> [STATED GOAL]: Return all of the data exactly, with nothing left out but the pictures.

> [RECORDS FOR THE TASK]:
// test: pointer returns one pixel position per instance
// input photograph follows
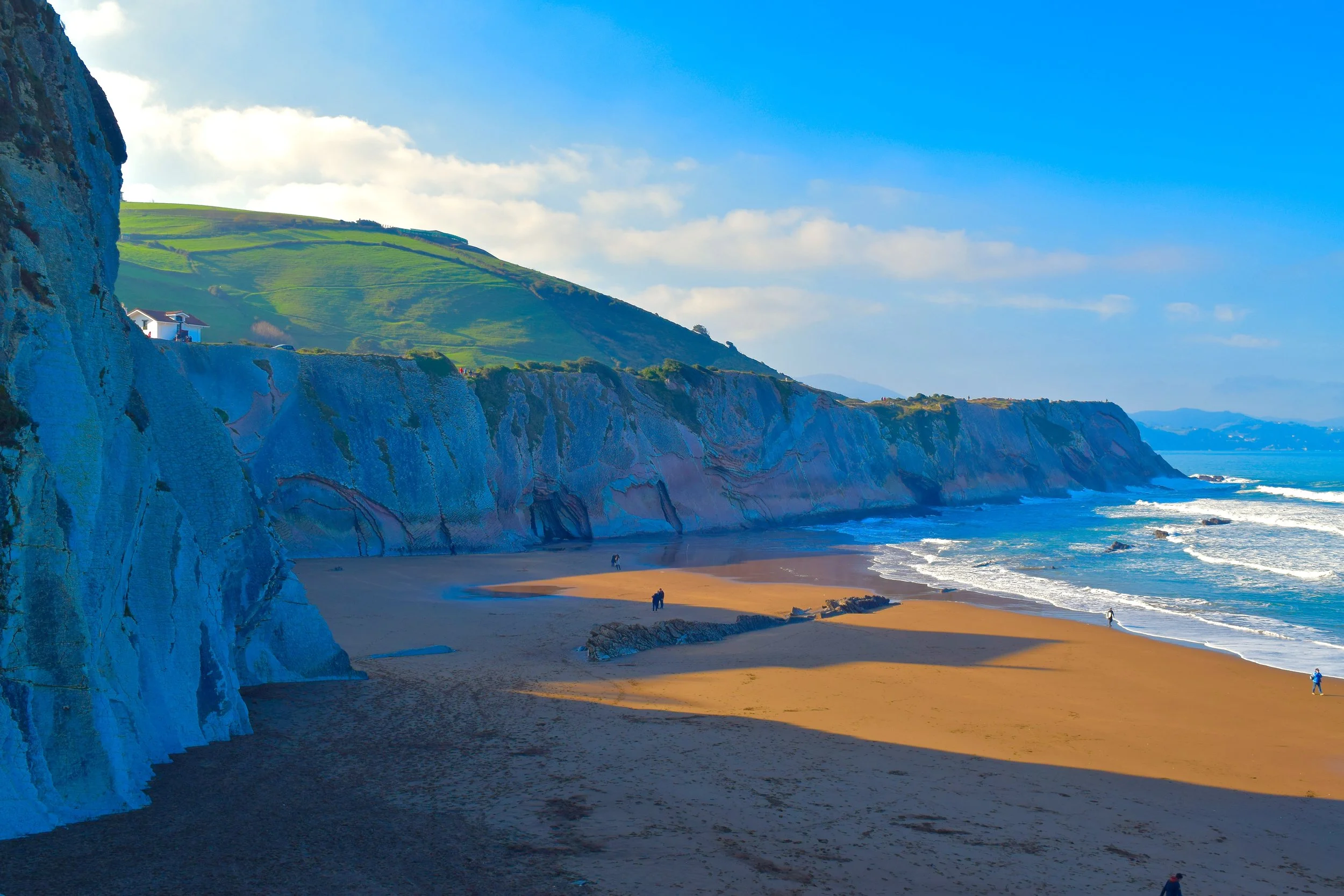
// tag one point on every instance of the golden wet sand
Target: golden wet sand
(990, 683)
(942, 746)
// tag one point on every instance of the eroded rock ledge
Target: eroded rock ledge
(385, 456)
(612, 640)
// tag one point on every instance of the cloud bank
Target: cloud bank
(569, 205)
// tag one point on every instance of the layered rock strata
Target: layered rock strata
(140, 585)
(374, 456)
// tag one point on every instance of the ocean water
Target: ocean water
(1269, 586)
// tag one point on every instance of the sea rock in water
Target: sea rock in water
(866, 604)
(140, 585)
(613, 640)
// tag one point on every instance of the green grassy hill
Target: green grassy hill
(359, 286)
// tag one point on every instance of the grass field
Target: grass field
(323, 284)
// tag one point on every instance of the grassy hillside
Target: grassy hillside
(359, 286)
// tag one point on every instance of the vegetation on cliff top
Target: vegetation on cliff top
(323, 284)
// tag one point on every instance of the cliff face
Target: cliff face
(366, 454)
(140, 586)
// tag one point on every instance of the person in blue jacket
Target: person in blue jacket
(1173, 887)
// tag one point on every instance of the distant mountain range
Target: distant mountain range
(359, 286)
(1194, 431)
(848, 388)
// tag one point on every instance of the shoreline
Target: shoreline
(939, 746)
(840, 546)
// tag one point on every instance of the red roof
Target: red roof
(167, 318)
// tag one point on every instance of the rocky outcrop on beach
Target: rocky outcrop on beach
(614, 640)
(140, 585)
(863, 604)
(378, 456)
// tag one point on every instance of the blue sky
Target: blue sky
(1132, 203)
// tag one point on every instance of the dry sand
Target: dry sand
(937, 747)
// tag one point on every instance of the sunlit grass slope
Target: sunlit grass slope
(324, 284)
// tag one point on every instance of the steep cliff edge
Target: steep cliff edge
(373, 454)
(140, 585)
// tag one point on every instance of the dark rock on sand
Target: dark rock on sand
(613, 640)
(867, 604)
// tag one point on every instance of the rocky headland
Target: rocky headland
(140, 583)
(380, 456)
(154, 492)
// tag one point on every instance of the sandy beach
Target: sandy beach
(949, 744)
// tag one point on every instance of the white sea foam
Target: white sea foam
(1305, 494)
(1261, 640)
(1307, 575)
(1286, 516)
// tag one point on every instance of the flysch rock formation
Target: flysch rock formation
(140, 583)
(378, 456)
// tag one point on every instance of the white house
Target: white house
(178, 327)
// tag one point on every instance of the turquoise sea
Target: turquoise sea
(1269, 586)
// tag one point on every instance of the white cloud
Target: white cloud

> [WORKED SOLUTION]:
// test: pointer returns one pixel position per instance
// input photograph follows
// tag one point on every instance of the golden wet sand
Target: golden wet sand
(990, 683)
(942, 746)
// tag one point on every instance of the eroded rock ledge
Target: eroded rock ledge
(385, 456)
(612, 640)
// tag one point on every instance of the cloud bank
Target: cloud bank
(569, 205)
// tag one point on every instance of the layered rock strata
Target: layered rock strata
(140, 585)
(374, 456)
// tag one point on every instance of the ocean water
Target: ocean water
(1269, 586)
// tag one point on every instance of the sea rock in water
Target: sea rock in water
(866, 604)
(140, 585)
(613, 640)
// tag one point on every instance of the green grassy hill
Target: green grassy hill
(359, 286)
// tag one point on every instance of the grass field
Target: grass field
(323, 284)
// tag one point on every instance of the grassy hillside
Target: grassy hillside
(359, 286)
// tag one point on every instance of the vegetation on cliff top
Target: vegetation on cliff top
(323, 284)
// tag one point on every instance of the cliff face
Target: cliff face
(366, 454)
(140, 586)
// tag one point on every instance of the person in blue jacket
Target: person in blue jacket
(1173, 887)
// tag one point on every instance of the distant mountain range
Target: distant mountain range
(359, 286)
(1194, 431)
(848, 388)
// tag one point on every instance of the shoreline
Target: shoreline
(939, 746)
(840, 546)
// tag one point on every instance of the red roof
Target: red roof
(167, 318)
// tag one point on every instance of the rocky outcrop on beach
Target: rocky outcrop on beach
(614, 640)
(140, 585)
(863, 604)
(378, 456)
// tag one point on every instance of the blue sky
Target: blue sky
(1132, 203)
// tag one point on every instance of the dry sand
Target: dry sand
(937, 747)
// tag one point on every instance of the sunlit grass slope
Target: sunlit grass slope
(324, 284)
// tag one point on every instance of the steep cliff edge
Target: steep cliff edge
(373, 454)
(140, 585)
// tag one point on every instance of the dark rock on sand
Target: dark rock on sand
(613, 640)
(867, 604)
// tag one point on every instance of the rocky headland
Target: rocky headland
(140, 583)
(380, 456)
(154, 492)
// tag one point on every instance of the sandy beach
Target: sandy beach
(949, 744)
// tag one point on every instance of the white sea foam
Target: white sea foam
(1305, 494)
(1261, 640)
(1307, 575)
(1286, 516)
// tag one point on every instance of the flysch rock formation
Target: flysch rock formation
(140, 583)
(378, 456)
// tag one point on every instance of the white house
Target: white house
(178, 327)
// tag one point on every instance of the turquoise sea
Target: turquoise sea
(1269, 586)
// tag one point on every instance of the white cloud
Target: white cloud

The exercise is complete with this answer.